INSTRUCTIONS TO FOLLOW :: Everything from the line containing "of the overcast" to the last line of the records must be returned verbatim; nothing else belongs in the output.

THE DATA ::
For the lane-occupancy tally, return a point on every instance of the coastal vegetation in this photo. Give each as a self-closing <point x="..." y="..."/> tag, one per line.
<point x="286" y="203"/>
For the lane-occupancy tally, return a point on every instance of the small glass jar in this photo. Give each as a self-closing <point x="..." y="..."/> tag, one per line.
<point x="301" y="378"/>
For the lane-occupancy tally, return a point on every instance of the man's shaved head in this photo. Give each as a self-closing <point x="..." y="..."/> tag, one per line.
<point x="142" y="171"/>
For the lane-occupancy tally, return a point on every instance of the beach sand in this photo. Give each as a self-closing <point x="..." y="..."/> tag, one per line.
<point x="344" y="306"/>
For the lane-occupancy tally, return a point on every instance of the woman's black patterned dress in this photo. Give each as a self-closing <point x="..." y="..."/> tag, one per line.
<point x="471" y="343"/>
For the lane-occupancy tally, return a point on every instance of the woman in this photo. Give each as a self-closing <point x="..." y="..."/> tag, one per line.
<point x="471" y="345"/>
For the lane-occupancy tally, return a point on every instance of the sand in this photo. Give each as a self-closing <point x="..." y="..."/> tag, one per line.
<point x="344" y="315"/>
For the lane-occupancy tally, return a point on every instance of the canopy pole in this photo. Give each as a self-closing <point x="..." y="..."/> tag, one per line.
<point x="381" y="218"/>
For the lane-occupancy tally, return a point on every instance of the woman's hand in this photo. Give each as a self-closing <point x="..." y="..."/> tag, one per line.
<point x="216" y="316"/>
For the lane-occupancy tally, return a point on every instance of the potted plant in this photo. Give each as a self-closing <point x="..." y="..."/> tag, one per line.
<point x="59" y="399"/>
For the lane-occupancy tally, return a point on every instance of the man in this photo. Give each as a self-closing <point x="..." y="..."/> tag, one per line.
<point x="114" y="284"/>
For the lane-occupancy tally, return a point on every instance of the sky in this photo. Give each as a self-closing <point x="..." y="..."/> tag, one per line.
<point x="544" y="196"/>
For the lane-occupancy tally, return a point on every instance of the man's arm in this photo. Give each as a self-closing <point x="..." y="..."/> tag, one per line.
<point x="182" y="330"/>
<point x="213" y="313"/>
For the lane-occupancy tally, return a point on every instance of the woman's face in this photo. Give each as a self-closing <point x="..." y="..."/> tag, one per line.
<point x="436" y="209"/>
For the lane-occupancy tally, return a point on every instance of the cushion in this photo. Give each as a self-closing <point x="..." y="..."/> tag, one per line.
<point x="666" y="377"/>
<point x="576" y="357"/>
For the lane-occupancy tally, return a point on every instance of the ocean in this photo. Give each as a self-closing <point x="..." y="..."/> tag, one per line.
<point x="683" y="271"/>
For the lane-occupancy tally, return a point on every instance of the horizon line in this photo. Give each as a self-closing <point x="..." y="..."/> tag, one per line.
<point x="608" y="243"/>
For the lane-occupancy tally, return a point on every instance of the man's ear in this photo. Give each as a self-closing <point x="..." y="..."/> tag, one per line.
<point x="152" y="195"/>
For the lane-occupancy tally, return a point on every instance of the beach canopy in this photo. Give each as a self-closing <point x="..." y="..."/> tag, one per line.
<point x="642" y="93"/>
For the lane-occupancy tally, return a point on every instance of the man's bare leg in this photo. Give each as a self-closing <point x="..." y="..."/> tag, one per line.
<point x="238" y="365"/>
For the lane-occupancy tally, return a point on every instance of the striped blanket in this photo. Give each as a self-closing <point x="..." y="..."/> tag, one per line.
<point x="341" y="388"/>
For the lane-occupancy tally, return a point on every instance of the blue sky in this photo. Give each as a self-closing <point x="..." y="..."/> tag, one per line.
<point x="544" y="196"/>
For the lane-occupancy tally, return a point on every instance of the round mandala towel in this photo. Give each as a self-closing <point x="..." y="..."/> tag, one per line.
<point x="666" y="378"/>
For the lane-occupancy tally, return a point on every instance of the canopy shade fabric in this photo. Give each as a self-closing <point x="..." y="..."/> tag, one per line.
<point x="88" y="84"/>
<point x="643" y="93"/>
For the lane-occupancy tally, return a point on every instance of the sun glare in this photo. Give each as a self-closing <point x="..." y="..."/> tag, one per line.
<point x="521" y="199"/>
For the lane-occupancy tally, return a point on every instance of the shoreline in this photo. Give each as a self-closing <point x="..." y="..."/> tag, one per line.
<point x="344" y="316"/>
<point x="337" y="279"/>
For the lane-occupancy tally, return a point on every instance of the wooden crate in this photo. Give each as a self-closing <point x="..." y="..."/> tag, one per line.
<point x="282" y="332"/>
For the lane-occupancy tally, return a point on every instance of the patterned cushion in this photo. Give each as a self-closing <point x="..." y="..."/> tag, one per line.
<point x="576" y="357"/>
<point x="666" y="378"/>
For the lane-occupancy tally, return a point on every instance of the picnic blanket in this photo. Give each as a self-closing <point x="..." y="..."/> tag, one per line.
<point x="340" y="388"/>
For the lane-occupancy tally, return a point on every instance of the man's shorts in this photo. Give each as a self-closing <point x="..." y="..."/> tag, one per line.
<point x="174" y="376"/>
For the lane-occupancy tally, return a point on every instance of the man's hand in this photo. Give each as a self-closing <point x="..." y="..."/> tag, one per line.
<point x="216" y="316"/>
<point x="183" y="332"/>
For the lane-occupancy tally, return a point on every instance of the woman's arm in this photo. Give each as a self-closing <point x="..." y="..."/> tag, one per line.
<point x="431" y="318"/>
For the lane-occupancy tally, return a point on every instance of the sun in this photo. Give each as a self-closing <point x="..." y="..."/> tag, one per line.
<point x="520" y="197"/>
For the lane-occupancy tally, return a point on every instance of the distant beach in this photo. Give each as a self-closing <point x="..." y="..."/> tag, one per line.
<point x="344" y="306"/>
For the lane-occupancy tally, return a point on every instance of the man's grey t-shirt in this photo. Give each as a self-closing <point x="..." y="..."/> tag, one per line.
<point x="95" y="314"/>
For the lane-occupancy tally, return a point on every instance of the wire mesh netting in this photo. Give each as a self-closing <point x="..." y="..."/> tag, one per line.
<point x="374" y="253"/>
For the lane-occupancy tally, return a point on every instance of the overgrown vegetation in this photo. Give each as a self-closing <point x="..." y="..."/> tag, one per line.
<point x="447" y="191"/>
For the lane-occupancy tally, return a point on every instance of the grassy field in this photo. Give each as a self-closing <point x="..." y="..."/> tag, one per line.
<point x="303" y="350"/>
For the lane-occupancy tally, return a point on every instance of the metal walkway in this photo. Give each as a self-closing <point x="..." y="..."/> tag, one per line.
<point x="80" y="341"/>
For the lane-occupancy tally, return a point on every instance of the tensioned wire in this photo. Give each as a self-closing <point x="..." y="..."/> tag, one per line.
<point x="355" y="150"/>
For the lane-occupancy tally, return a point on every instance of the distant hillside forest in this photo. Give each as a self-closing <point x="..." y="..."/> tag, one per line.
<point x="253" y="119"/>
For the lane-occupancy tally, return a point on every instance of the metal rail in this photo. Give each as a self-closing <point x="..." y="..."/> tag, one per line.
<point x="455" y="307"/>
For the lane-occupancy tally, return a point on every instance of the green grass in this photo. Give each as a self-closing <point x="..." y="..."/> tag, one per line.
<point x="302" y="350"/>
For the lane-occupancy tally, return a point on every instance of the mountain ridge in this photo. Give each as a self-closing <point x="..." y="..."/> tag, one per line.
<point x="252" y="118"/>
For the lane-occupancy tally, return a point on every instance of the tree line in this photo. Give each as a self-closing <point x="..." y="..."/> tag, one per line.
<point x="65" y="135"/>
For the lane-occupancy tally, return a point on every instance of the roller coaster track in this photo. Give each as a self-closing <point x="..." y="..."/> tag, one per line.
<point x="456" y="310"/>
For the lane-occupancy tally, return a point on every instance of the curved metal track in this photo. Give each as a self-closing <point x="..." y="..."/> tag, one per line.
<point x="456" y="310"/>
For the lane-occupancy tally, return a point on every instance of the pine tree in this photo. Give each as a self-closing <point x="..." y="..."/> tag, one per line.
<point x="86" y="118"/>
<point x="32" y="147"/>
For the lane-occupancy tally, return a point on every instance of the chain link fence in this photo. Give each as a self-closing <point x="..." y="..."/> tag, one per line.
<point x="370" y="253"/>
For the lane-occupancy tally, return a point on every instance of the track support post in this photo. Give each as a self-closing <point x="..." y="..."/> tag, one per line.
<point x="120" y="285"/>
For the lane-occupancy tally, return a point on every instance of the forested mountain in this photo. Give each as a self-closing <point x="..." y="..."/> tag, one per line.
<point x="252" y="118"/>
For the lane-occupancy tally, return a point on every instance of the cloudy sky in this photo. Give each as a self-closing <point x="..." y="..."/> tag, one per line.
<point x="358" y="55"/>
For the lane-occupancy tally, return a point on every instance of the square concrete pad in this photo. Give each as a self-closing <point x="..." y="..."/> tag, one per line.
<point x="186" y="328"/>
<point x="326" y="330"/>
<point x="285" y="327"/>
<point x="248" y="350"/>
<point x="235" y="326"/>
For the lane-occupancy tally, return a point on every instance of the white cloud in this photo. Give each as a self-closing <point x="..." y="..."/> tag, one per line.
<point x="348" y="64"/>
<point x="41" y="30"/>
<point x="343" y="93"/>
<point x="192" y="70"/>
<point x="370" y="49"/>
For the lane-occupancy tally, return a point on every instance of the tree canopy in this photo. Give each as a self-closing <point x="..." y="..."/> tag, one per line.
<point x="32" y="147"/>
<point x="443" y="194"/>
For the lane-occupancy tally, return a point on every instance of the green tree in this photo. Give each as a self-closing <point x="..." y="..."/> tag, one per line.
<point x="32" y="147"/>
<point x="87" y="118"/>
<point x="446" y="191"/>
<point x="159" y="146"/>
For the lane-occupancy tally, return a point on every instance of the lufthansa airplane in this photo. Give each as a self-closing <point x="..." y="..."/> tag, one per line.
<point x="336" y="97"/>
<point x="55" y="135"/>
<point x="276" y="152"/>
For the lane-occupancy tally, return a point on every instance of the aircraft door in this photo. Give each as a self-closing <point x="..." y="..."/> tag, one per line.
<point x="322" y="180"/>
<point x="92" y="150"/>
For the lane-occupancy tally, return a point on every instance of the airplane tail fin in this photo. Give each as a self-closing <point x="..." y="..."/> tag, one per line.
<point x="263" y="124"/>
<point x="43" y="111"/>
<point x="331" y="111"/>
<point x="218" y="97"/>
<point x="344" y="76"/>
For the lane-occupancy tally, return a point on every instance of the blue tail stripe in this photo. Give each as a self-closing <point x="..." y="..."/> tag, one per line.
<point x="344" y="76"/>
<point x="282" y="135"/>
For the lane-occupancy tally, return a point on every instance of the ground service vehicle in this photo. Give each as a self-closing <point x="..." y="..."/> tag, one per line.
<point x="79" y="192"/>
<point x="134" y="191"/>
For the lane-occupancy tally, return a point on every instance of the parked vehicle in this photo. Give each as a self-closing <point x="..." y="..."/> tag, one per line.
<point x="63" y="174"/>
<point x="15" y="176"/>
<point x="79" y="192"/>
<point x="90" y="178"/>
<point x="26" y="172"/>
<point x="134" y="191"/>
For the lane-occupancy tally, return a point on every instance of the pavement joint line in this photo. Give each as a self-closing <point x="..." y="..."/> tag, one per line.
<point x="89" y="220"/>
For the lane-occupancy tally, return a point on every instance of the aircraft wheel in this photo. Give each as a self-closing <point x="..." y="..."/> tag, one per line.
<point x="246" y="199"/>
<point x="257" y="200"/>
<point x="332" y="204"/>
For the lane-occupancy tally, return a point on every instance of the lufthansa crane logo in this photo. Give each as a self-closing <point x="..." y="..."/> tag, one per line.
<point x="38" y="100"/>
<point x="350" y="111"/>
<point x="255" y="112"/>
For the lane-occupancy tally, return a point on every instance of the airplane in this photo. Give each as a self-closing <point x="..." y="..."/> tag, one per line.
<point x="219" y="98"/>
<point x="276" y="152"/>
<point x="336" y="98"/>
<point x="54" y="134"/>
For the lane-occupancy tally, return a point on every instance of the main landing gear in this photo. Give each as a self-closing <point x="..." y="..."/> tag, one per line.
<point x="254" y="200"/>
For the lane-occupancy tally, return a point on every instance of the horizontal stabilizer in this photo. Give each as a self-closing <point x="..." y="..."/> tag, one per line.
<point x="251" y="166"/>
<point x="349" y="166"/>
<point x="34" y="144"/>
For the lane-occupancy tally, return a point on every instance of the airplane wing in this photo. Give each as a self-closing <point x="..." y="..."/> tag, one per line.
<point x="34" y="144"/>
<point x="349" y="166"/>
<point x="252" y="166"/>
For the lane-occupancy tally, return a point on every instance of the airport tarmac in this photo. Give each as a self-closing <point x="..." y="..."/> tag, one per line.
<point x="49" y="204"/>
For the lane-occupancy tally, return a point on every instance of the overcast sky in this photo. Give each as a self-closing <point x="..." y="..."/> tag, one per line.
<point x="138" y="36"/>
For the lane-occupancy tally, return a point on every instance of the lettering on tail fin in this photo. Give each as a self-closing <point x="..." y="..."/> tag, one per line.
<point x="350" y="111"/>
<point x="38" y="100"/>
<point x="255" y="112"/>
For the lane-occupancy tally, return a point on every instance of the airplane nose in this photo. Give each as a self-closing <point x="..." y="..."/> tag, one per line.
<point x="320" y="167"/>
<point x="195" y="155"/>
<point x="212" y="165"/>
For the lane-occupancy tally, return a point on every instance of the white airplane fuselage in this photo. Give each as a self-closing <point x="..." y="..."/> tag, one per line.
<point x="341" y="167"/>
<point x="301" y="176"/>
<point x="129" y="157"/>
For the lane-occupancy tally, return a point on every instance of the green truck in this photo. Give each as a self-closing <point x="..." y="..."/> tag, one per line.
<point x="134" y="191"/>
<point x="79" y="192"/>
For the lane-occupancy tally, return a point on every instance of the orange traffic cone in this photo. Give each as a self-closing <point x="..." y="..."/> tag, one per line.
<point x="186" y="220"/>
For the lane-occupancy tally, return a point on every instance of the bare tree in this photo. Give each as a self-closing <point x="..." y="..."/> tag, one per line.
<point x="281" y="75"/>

THE ANSWER ::
For the lane-occupancy tally, return a point on every instance of the overcast sky in this photo. Give each as a self-closing <point x="..." y="..."/> tag, one per line.
<point x="138" y="36"/>
For the lane-occupancy tally, return a point on every instance of the lettering on tail fin in this photo. Give each as a self-closing <point x="..." y="..."/> tag, one per line.
<point x="350" y="111"/>
<point x="38" y="100"/>
<point x="255" y="112"/>
For the lane-occupancy tally, return a point on every instance of the airplane nose in this photo. Give each as a self-closing <point x="..." y="..."/> tag, one per line.
<point x="320" y="167"/>
<point x="195" y="155"/>
<point x="212" y="165"/>
For the lane-occupancy tally, return a point on every instance of the white airplane fuselage in this photo. Give each as a self-closing <point x="..." y="..."/> tag, one per line.
<point x="341" y="167"/>
<point x="301" y="176"/>
<point x="129" y="157"/>
For the lane-occupancy tally, return a point on every instance of the green truck in this photo. Give each as a self-closing <point x="..." y="..."/> tag, one per line.
<point x="134" y="191"/>
<point x="79" y="192"/>
For the lane-occupancy tally, return a point on every instance of the orange traffic cone in this photo. Give each as a self-closing <point x="..." y="..."/> tag, one per line.
<point x="186" y="220"/>
For the lane-occupancy tally, return a point on every instance of the bare tree in this photo. Give each as a self-closing <point x="..." y="..."/> tag, one per line.
<point x="281" y="75"/>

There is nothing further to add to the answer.